── Material for this exercise
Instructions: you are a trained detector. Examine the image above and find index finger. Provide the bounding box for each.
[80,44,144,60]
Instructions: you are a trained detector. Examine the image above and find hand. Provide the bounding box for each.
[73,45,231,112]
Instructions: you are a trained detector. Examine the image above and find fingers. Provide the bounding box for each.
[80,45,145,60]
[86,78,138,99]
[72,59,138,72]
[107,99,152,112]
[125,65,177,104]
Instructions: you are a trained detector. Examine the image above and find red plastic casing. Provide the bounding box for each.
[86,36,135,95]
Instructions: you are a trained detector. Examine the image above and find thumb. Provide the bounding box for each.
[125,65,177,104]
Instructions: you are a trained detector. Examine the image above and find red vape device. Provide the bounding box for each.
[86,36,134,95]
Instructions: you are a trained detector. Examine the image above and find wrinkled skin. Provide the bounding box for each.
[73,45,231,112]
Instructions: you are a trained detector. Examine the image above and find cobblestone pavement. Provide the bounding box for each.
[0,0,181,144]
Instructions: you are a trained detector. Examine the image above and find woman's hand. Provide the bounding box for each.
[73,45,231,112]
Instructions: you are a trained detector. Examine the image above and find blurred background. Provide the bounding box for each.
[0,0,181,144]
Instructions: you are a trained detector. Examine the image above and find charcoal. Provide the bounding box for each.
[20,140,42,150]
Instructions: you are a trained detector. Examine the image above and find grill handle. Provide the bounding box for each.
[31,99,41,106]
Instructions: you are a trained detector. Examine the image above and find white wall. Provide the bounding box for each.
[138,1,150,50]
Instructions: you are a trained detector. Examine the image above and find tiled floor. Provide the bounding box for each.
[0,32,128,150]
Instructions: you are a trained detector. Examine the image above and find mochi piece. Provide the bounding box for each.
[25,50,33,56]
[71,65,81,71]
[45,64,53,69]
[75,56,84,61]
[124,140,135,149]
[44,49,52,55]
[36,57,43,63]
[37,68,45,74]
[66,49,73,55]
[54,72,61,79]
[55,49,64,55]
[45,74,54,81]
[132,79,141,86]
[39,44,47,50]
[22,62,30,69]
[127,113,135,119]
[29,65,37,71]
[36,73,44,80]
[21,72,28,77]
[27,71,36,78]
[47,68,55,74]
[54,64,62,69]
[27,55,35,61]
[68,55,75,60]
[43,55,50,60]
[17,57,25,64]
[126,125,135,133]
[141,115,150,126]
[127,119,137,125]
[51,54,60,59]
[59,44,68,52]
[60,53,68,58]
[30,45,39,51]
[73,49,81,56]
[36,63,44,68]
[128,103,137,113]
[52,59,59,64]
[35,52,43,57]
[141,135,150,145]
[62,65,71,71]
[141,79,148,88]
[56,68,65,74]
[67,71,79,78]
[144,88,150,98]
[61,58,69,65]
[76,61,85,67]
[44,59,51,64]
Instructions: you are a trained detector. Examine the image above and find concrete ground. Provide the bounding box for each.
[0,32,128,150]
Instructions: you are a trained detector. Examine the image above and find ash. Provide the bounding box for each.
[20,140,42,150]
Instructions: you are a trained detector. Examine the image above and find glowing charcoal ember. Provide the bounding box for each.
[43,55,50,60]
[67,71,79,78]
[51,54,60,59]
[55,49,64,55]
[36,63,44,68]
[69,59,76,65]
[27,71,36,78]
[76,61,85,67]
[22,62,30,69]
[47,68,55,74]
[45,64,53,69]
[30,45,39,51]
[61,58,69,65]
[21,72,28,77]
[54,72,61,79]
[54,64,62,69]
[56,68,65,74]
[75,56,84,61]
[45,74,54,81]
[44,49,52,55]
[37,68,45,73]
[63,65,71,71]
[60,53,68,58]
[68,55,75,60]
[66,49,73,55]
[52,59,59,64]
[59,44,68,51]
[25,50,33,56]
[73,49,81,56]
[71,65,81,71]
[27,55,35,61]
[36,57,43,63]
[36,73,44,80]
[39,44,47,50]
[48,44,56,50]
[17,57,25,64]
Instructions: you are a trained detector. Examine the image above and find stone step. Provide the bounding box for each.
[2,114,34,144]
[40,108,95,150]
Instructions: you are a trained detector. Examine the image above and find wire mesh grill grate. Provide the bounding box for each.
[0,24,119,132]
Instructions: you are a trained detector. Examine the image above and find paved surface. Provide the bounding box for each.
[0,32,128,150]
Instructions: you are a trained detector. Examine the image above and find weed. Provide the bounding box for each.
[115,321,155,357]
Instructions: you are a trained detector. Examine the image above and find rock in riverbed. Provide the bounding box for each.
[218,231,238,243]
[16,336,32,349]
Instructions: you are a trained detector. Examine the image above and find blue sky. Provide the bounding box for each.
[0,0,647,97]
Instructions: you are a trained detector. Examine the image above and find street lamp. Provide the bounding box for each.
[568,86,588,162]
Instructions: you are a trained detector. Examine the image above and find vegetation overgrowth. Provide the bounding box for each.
────
Report each line of the material above that contains the string "grill", and copy every such line in full. Treat uppercase and lowercase letters as different.

## Response to this task
Instructions: you are a trained detector. Examine the image above and find grill handle. Provide the bounding box for each.
Instructions: you are a trained detector. Examine the image above and find wire mesh grill grate. Provide the bounding box for each.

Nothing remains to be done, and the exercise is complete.